A run of records
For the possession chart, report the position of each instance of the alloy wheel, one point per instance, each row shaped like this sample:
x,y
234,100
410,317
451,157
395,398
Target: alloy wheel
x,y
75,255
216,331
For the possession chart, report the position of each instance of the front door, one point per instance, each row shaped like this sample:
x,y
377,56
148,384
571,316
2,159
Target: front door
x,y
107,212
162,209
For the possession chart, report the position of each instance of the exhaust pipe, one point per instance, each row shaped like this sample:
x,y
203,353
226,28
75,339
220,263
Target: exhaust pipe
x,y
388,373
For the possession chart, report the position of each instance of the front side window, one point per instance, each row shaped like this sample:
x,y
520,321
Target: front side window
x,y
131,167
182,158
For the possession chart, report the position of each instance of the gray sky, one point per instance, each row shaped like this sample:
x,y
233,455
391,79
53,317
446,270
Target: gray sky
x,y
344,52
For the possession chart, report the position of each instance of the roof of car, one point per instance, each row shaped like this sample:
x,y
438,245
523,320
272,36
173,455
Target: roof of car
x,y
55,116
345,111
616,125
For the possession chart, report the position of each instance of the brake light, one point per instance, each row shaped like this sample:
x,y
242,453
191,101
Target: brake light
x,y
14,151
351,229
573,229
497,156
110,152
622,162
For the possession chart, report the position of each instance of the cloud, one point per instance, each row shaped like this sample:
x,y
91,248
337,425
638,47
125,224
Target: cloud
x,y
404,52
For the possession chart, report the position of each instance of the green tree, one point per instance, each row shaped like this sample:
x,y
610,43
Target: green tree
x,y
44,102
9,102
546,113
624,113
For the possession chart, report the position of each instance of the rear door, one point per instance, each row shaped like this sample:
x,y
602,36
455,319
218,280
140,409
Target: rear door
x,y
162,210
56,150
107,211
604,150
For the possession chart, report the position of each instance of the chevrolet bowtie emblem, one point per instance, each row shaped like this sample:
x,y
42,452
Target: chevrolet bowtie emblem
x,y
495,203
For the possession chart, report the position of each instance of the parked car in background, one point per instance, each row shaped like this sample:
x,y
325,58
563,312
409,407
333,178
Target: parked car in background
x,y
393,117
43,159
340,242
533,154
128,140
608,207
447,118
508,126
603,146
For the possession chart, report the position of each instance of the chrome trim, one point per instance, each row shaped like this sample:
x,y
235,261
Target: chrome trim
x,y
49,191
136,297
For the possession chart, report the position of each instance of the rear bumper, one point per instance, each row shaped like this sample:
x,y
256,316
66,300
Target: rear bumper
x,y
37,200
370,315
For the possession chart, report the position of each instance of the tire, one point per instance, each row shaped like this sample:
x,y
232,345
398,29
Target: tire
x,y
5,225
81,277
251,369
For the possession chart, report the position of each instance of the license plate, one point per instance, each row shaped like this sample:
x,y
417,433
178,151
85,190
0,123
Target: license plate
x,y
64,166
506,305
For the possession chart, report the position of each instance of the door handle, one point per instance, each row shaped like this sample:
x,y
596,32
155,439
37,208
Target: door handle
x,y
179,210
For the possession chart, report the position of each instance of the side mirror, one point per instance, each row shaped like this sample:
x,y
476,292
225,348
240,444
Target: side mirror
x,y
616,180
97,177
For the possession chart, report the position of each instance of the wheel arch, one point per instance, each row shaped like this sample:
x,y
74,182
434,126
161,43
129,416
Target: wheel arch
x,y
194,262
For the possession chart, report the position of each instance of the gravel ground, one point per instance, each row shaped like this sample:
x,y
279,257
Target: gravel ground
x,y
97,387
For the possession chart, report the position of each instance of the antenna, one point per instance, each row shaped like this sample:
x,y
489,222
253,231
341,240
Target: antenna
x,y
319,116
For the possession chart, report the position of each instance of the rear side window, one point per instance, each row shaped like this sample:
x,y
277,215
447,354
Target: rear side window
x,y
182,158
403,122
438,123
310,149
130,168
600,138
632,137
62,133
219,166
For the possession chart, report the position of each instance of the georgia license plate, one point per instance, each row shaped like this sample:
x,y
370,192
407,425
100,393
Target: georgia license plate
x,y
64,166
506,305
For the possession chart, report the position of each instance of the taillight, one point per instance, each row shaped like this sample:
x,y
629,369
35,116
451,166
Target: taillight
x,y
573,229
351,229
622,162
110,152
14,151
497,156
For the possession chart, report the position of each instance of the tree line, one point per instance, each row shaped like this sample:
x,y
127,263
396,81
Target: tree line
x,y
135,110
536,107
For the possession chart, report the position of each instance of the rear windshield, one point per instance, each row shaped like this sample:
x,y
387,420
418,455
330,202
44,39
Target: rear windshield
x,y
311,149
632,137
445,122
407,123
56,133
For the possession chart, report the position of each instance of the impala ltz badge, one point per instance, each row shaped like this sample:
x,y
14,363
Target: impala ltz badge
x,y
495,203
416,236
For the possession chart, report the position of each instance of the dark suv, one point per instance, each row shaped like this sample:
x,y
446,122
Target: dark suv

#### STATED GOAL
Swap "possession chart" for "location table" everywhere in the lines above and leave everything else unchanged.

#### ANSWER IN FULL
For the location table, report the position of each instance of the alloy wheel, one point per instance, each row shaped like this sample:
x,y
234,100
410,317
451,157
395,398
Target: alloy wheel
x,y
75,255
216,331
For the location table, report the position of each instance of the front door, one point per instance, each row shaped like this sample:
x,y
377,56
148,384
571,316
2,159
Target: front door
x,y
107,212
162,209
For the location table, report the position of each instance of the exhaust pipe, one point per instance, each row shaped like this sample:
x,y
203,353
226,28
75,339
220,263
Target: exhaust pipe
x,y
388,373
For the location table, report the position of each instance of the front side window, one point per instance, each row shaped like this sample:
x,y
520,321
Target: front side window
x,y
131,167
182,158
For the location table, report the position of each instance of the gray sky, one point per instance, each row shaped like this sample:
x,y
233,455
391,79
53,317
446,270
Target: gray sky
x,y
344,52
For the location table, report the position of each instance of the roof of car, one point per instance, each row shaped like this sample:
x,y
438,245
523,320
272,36
173,455
Target: roof of car
x,y
55,116
345,111
616,125
For the location table, report the position of each instance of the brake light, one point per instance, each row shaped like this sample:
x,y
242,453
191,101
Target: brake light
x,y
14,151
351,229
573,229
497,156
110,152
622,162
For the location table, report the position of each instance of the cloud, one point per instance, each row shaped like this sample:
x,y
91,248
337,425
638,47
125,224
Target: cloud
x,y
404,52
For the location table, report the position of each instance of the green tree, one point per instance, each row shaped like this sample:
x,y
610,43
Target: green tree
x,y
44,102
9,102
546,113
624,113
For the location table, report the position of each instance of the rear door, one point per instance, each row shaped like this sample:
x,y
602,36
455,319
218,280
140,409
Target: rear door
x,y
162,210
56,150
107,211
604,150
For the location table, report the position of each instance of the chevrolet bowtie emblem, one point per instance, each row shaped like this sample:
x,y
42,452
Target: chevrolet bowtie emblem
x,y
495,203
For the location table, report the position of each instance of the parked car in background, one point per instance, each row shaped like this sample:
x,y
325,58
563,312
409,407
333,178
Target: parked car in background
x,y
393,117
43,159
340,242
533,154
128,140
608,207
447,118
508,126
603,146
For the location table, report the position of each instance of the chrome trim, one point per instance, each row shaped like this sample:
x,y
235,261
Target: chrome trim
x,y
49,191
136,297
For the location table, report the position of each instance of the rear bumper, one point per instance, each row shaped like this sample:
x,y
256,316
66,300
Target: rear bumper
x,y
37,200
370,315
For the location table, report the position of each instance of the tire, one point per instance, each row shaped like this sample:
x,y
232,345
398,29
Target: tire
x,y
5,225
81,277
251,369
For the location table, report the position of each instance of the license plate, one point per instance, each row shaped like this sample:
x,y
417,433
178,151
85,190
0,123
Target: license plate
x,y
64,166
506,305
For the location table, report the position of each instance of the door handle, one point per instance, each row shaped like this sample:
x,y
596,32
155,439
37,208
Target: door handle
x,y
179,210
For the location table, report the position of each instance of the side mirror, one point per instance, each row shaped like this sample:
x,y
476,292
225,348
240,444
Target: side mirror
x,y
616,180
97,177
For the location table, report the position of each instance of the wheel arch, one point per instance, each row shaped like this sample:
x,y
74,182
434,126
161,43
129,416
Target: wheel arch
x,y
194,262
For the location table, report the position of each instance of the gravel ground, one point per instance, each row shaped like this sample:
x,y
279,257
Target: gravel ground
x,y
97,387
For the location table, report the position of each instance of the antenna, one point per instance, each row shaped like this sample:
x,y
489,222
253,231
341,240
Target: antenna
x,y
319,116
For the location table, report the position of each instance of the rear side window, one point per instance, each row shaped like this sample:
x,y
277,215
447,354
Target: rear side window
x,y
182,158
403,122
438,123
310,149
130,168
600,138
632,137
62,133
219,166
For the location table, report the position of each instance of the georgia license plate, one point per instance, each row shaped like this sample:
x,y
370,192
407,425
100,393
Target: georgia license plate
x,y
64,166
506,305
For the location table, report the position of each instance of the taillight, one point per instance, each row shaped like this sample:
x,y
629,369
35,116
451,166
Target: taillight
x,y
573,229
351,229
622,162
110,152
14,151
497,156
For the location table, report the position of each instance of the tree line, one point per instance, each row shaped like this sample:
x,y
127,263
396,81
Target: tree line
x,y
135,110
536,107
For the location table, report the position of each instance of the rear windshield, one point per instance, each row shaped like this sample:
x,y
387,420
418,455
330,202
44,39
Target: rear windshield
x,y
311,149
632,137
445,122
407,123
56,133
For the location table, report the position of each instance of the impala ltz badge, one point per instance, each row shaped like this sample:
x,y
14,363
Target: impala ltz badge
x,y
495,203
416,236
For the location table, report the position of each instance of the dark suv, one point per instance, each row shaped like this sample:
x,y
446,122
Target: dark suv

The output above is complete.